The records should be written out in full, with nothing altered.

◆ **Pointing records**
##########
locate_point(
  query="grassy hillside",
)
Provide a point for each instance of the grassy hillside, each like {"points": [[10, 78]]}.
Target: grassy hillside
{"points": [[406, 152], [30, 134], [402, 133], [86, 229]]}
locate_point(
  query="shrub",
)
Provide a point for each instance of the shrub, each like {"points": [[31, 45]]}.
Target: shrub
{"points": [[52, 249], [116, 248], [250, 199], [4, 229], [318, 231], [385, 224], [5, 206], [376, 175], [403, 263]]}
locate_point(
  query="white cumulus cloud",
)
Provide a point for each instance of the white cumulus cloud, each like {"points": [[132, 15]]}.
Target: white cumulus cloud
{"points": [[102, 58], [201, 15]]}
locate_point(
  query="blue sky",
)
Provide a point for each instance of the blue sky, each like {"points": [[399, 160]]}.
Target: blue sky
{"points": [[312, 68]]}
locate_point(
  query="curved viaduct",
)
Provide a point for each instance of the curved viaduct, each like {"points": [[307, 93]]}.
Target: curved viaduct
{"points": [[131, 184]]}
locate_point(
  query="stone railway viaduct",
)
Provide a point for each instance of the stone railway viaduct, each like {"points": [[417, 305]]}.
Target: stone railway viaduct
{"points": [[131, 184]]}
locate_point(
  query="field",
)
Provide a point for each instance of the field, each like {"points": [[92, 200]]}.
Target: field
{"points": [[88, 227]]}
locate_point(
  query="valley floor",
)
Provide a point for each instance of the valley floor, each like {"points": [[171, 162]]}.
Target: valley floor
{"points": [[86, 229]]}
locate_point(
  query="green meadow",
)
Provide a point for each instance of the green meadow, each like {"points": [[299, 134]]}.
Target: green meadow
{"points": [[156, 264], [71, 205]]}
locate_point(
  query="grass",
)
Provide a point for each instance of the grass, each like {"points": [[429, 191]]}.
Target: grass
##########
◆ **Task solution**
locate_point(
  query="grassy hillside",
)
Provide a point for each instance of the grassy hillside, each like {"points": [[10, 78]]}.
Target: grassy hillside
{"points": [[406, 152], [30, 134], [402, 133], [86, 229]]}
locate_point(
  query="shrub",
)
Provide a point for each instance of the shrub, each like {"points": [[31, 45]]}.
Target: shrub
{"points": [[52, 249], [116, 248], [250, 199], [4, 229], [318, 231], [385, 224], [5, 206], [376, 175], [403, 263]]}
locate_point(
  query="white cumulus cloud",
)
Provide a point for each instance of the white cumulus cloud, each like {"points": [[132, 15]]}.
Target: white cumulus cloud
{"points": [[102, 58], [201, 15]]}
locate_point(
  query="blue sky",
)
Provide a point for each instance of the blue sky, each like {"points": [[399, 160]]}.
Target: blue sky
{"points": [[312, 68]]}
locate_point(
  query="curved viaduct",
)
Provide a point for each instance of the curved viaduct, each like {"points": [[307, 93]]}.
Target: curved viaduct
{"points": [[131, 184]]}
locate_point(
  query="stone railway viaduct",
)
Provide a point for each instance of the stone railway viaduct, each like {"points": [[417, 305]]}.
Target: stone railway viaduct
{"points": [[131, 184]]}
locate_point(
  query="field",
)
Provide a point for each instance of the field, each like {"points": [[92, 200]]}.
Target: field
{"points": [[88, 227]]}
locate_point(
  query="valley floor",
)
Provide a point for each instance of the valley floor, each like {"points": [[171, 162]]}.
Target: valley floor
{"points": [[86, 229]]}
locate_point(
  query="green meadow",
)
Provide a point for each instance of the green meadow, each like {"points": [[299, 134]]}.
Target: green meadow
{"points": [[156, 264], [71, 205]]}
locate_point(
  query="grass",
)
Provide a point for each instance of the grass, each like {"points": [[429, 191]]}.
Target: grass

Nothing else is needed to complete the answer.